▶ [Items excerpted from a collection]
---

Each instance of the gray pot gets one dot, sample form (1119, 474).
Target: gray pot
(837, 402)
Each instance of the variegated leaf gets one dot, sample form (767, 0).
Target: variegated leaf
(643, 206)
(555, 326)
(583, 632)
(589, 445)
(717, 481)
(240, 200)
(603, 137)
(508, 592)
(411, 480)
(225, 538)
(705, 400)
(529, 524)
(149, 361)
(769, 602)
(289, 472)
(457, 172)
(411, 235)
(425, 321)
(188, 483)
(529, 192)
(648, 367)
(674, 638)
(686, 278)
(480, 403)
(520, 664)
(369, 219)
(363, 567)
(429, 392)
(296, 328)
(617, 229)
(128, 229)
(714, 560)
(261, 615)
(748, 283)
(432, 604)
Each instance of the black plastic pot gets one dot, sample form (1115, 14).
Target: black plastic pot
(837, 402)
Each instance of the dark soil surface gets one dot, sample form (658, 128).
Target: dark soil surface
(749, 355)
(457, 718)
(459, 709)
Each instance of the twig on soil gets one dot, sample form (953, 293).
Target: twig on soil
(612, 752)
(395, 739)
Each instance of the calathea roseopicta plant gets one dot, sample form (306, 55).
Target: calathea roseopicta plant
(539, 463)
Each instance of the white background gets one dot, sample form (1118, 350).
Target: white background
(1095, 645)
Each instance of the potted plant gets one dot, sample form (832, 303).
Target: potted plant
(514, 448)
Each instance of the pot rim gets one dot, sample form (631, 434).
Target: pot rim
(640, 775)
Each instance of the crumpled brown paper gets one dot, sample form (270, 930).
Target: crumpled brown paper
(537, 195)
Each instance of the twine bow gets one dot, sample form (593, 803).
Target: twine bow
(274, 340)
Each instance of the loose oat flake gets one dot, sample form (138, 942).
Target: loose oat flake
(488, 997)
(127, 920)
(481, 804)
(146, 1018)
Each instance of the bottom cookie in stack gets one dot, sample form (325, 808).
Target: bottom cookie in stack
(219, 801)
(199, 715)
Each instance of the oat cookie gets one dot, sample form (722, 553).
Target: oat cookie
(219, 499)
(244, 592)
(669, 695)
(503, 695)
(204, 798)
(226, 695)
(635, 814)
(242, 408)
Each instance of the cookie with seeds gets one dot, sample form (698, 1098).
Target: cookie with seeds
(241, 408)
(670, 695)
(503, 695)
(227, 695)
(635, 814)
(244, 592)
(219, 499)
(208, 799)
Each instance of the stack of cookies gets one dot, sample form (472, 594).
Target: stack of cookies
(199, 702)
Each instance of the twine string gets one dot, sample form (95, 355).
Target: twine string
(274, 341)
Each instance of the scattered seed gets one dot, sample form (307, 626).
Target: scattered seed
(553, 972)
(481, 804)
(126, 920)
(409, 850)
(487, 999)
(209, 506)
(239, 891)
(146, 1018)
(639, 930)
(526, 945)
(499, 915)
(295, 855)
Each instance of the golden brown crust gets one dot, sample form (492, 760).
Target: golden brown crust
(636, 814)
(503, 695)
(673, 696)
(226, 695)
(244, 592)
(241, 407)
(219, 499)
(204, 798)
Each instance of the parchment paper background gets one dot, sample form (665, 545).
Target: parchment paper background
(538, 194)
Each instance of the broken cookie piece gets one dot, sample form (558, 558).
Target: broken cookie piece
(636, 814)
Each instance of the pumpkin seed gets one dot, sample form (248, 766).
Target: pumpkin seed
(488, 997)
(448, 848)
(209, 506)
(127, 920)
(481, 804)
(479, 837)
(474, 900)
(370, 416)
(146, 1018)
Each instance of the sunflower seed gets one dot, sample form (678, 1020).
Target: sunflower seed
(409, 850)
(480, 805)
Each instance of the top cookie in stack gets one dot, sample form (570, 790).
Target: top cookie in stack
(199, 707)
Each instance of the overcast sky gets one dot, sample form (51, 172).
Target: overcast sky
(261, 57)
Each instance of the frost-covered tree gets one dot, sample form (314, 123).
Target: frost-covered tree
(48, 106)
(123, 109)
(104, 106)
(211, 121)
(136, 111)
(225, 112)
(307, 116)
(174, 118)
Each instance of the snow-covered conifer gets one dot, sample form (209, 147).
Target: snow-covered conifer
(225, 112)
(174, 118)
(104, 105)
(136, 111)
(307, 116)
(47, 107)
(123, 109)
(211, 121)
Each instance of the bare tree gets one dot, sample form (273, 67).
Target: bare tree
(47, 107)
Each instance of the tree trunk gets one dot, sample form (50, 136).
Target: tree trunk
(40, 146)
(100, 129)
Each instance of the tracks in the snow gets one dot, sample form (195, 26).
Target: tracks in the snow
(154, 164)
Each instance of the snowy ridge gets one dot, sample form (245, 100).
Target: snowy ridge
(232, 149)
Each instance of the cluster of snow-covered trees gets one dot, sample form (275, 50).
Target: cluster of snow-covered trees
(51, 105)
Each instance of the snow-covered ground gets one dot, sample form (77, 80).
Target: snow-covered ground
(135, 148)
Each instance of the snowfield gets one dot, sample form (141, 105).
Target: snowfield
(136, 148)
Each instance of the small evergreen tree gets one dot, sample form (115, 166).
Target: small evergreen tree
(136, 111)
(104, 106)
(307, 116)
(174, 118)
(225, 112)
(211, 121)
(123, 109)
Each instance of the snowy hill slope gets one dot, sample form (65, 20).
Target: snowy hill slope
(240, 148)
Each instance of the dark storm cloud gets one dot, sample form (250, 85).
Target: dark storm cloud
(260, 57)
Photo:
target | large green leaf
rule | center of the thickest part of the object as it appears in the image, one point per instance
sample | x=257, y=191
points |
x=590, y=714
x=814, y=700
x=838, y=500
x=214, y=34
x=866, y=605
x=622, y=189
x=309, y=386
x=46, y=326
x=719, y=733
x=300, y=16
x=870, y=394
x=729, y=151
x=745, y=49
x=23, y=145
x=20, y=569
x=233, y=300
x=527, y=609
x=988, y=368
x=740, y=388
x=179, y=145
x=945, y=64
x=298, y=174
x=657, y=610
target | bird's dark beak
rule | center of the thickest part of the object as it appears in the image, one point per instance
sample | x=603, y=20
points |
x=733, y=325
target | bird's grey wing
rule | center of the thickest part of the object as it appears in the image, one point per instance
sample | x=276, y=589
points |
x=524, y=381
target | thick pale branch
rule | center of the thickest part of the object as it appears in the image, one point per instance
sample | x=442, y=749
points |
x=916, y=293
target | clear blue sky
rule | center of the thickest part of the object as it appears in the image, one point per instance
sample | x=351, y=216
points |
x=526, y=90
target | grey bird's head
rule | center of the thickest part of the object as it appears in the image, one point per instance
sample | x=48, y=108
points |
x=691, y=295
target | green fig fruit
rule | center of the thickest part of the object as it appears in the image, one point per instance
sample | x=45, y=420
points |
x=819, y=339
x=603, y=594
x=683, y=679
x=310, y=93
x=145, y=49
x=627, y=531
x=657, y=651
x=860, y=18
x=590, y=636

---

▶ [What is needed]
Start at the line that contains "Each instance of the cluster" and stop after the line that contains "x=524, y=381". Write out every line in that span, with the answer point coordinates scaled by 1.35 and rounded to whole numbers (halves round up), and the sample coordinates and all other text left unchanged.

▶ [Finished task]
Each instance of the cluster of snow-covered trees gets one dot, sample form (275, 50).
Target: cluster of snow-covered trees
(69, 142)
Each instance of the snow-covered ground gets one dot, sample form (77, 80).
Target: snow-covered ground
(182, 200)
Each instance of the snowfield gets one dot, sample form (141, 105).
Target: snowfield
(184, 200)
Each instance of the small evergreen tree gets one dot, sample form (115, 166).
Target: small evergreen tree
(184, 150)
(140, 143)
(414, 157)
(235, 159)
(304, 151)
(285, 163)
(166, 147)
Each instance of the snowy hill slope gets one dot, sample form (65, 20).
Target: snowy hill slope
(324, 200)
Each instance of the dark storm cloud gets one dot, sample form (250, 85).
Target: dark storm cloud
(351, 77)
Photo:
target | large green leaf
rule | center of the thickest part of the object as it appears in the image, one point per instance
sample | x=257, y=191
points |
x=797, y=964
x=1099, y=945
x=1131, y=675
x=289, y=46
x=1169, y=817
x=840, y=255
x=417, y=521
x=62, y=440
x=971, y=990
x=405, y=22
x=1175, y=532
x=984, y=204
x=1006, y=66
x=31, y=196
x=27, y=768
x=315, y=405
x=711, y=822
x=1334, y=497
x=999, y=524
x=242, y=196
x=1276, y=86
x=402, y=235
x=887, y=824
target | bird's dark beak
rule | center of the thickest part of the object as it appears in the image, one point per instance
sample | x=603, y=20
points |
x=990, y=439
target | bird's grey wing
rule | center of the thickest part of the object as it appears in the image, one point per instance
sample | x=276, y=589
points |
x=707, y=514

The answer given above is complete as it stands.